Each record must be retyped word for word.

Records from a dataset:
******

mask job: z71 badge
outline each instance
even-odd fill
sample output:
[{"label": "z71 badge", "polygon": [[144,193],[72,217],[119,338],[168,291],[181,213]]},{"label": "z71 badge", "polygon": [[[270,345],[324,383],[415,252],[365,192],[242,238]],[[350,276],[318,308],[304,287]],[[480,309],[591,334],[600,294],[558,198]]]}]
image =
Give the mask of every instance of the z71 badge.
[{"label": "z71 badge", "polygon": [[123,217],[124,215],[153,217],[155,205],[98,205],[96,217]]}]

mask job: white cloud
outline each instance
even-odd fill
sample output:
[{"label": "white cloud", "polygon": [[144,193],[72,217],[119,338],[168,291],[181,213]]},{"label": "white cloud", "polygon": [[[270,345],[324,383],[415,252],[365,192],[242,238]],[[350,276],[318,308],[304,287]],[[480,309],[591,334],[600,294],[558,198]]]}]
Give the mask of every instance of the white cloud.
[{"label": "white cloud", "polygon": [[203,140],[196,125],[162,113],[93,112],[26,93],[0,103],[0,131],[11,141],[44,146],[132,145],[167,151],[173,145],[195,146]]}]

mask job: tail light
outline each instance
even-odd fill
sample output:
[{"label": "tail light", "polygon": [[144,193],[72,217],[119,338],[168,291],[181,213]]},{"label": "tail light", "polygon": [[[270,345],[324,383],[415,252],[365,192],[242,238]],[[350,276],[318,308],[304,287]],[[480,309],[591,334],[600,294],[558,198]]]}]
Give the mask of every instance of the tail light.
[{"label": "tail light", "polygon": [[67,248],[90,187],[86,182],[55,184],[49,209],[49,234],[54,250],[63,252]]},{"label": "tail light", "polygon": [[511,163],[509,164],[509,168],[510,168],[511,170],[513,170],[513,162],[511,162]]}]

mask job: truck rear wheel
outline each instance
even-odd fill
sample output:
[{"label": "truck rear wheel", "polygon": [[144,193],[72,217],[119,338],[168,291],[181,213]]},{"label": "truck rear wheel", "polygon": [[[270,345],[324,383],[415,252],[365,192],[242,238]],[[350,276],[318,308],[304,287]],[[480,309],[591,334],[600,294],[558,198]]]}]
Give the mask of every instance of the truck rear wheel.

******

ANSWER FOR THE TASK:
mask job: z71 badge
outline each instance
even-odd fill
sample output:
[{"label": "z71 badge", "polygon": [[144,193],[72,217],[119,338],[168,291],[181,213]]},{"label": "z71 badge", "polygon": [[[270,345],[324,383],[415,252],[365,192],[242,238]],[[350,276],[318,308],[304,287]],[[480,309],[591,334],[600,294],[558,198]]]}]
image =
Give the mask of every instance of the z71 badge.
[{"label": "z71 badge", "polygon": [[123,217],[124,215],[153,217],[155,205],[98,205],[96,217]]}]

mask job: white cloud
outline each instance
even-odd fill
sample output:
[{"label": "white cloud", "polygon": [[144,193],[72,217],[119,338],[168,291],[181,213]]},{"label": "white cloud", "polygon": [[[270,345],[324,383],[415,252],[365,192],[242,238]],[[350,276],[318,308],[304,287]],[[480,309],[591,334],[600,294],[558,198]]]}]
Give the mask of every instance of the white cloud.
[{"label": "white cloud", "polygon": [[203,140],[196,125],[162,113],[93,112],[26,93],[0,103],[0,131],[11,141],[44,146],[132,145],[167,151],[173,145],[195,146]]}]

mask job: tail light
outline each instance
even-odd fill
sample output:
[{"label": "tail light", "polygon": [[144,193],[72,217],[119,338],[168,291],[181,213]]},{"label": "tail light", "polygon": [[[270,345],[324,383],[415,252],[365,192],[242,238]],[[350,276],[318,308],[304,287]],[[480,309],[591,334],[600,294],[558,198]]]}]
Give the mask of every instance of the tail light.
[{"label": "tail light", "polygon": [[67,248],[90,187],[86,182],[55,184],[49,209],[49,234],[54,250],[63,252]]},{"label": "tail light", "polygon": [[511,163],[509,164],[509,168],[510,168],[511,170],[513,170],[513,162],[511,162]]}]

mask job: truck rear wheel
outline each instance
even-odd fill
sample output:
[{"label": "truck rear wheel", "polygon": [[144,193],[72,217],[119,338],[168,291],[181,213]]},{"label": "truck rear wheel", "polygon": [[[270,345],[324,383],[415,252],[365,192],[242,238]],[[350,276],[318,308],[304,287]],[[480,309],[591,334],[600,294],[558,198]]]}]
Give the mask of every instance of the truck rear wheel.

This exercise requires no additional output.